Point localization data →
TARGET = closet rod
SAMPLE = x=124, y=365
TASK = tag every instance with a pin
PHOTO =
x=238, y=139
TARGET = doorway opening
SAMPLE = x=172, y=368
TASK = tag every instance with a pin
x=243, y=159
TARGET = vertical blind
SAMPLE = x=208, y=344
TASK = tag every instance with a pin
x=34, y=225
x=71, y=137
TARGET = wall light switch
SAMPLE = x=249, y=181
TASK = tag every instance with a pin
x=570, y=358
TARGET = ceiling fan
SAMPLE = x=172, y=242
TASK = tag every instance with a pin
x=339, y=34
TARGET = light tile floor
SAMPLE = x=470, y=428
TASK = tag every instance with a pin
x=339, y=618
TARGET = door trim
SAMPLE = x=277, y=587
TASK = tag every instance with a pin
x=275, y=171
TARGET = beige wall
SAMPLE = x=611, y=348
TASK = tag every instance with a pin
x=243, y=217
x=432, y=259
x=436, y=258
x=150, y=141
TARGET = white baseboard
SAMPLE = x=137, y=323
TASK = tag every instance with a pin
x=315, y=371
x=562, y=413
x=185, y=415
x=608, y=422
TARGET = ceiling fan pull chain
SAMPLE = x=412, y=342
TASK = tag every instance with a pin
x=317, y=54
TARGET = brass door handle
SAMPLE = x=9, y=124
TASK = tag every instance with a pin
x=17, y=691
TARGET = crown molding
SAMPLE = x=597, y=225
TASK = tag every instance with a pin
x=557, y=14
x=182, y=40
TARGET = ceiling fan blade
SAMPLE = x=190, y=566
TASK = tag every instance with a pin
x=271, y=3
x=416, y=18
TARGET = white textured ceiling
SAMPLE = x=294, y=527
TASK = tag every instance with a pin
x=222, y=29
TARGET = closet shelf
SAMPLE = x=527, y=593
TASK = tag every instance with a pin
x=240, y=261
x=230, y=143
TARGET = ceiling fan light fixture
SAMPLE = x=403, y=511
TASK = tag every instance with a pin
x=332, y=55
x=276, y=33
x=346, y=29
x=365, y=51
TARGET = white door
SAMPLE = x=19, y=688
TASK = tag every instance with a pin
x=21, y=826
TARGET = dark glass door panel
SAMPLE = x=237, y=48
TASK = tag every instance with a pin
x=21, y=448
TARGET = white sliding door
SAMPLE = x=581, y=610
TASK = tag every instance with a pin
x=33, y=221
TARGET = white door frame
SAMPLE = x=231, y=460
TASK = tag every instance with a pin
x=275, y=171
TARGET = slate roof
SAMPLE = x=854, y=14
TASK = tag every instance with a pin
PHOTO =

GOAL OF THE EXERCISE → Give back all of the entries exactly as written.

THE COMPLETED TASK →
TARGET = closet rod
SAMPLE = x=124, y=365
TASK = tag every instance with a pin
PHOTO =
x=238, y=139
TARGET = doorway opening
SAMPLE = x=172, y=368
TASK = tag every instance with a pin
x=243, y=159
TARGET = vertical blind
SAMPLE = x=208, y=344
TASK = tag every instance with a pin
x=34, y=225
x=71, y=137
TARGET = wall light switch
SAMPLE = x=249, y=181
TASK = tag every instance with a pin
x=570, y=358
TARGET = ceiling fan
SAMPLE = x=172, y=242
TASK = tag every instance with a pin
x=339, y=34
TARGET = light tile floor
SAMPLE = x=470, y=428
TASK = tag every instance with a pin
x=339, y=618
TARGET = door trim
SAMPLE = x=277, y=587
TASK = tag every instance with a pin
x=275, y=171
TARGET = beige wall
SAMPLE = x=611, y=348
TASK = tag every instance with a pin
x=243, y=217
x=432, y=259
x=436, y=258
x=150, y=141
TARGET = white baseboard
SAMPLE = x=137, y=323
TASK = tag every instance with a pin
x=315, y=371
x=562, y=413
x=185, y=415
x=608, y=422
TARGET = ceiling fan pull chain
SAMPLE = x=412, y=342
TASK = tag every instance with a pin
x=317, y=54
TARGET = brass door handle
SAMPLE = x=9, y=124
TASK = tag every instance with a pin
x=17, y=691
TARGET = crown molding
SAMPLE = x=597, y=225
TASK = tag every instance with a pin
x=557, y=14
x=182, y=40
TARGET = ceiling fan blade
SAMPLE = x=190, y=566
TASK = tag every instance with a pin
x=271, y=3
x=416, y=18
TARGET = white textured ceiling
SAMPLE = x=294, y=527
TASK = tag every instance with a pin
x=222, y=29
TARGET = closet shelf
SAMPLE = x=527, y=593
TASK = tag every instance with a pin
x=240, y=261
x=230, y=143
TARGET = ceiling fan light fixture
SAMPLE = x=403, y=511
TASK = tag every instance with a pin
x=332, y=55
x=276, y=33
x=346, y=29
x=365, y=51
TARGET = white door
SAMPLE = x=19, y=688
TASK = tag every instance with a pin
x=21, y=826
TARGET = dark glass door panel
SAMPLE = x=237, y=48
TASK = tag every instance with a pin
x=21, y=448
TARGET = white sliding door
SAMPLE = x=581, y=610
TASK = tag every instance with a pin
x=33, y=221
TARGET = white door frame
SAMPLE = x=231, y=460
TASK = tag every instance with a pin
x=275, y=171
TARGET = slate roof
SAMPLE = x=854, y=14
TASK = tag every instance with a pin
PHOTO =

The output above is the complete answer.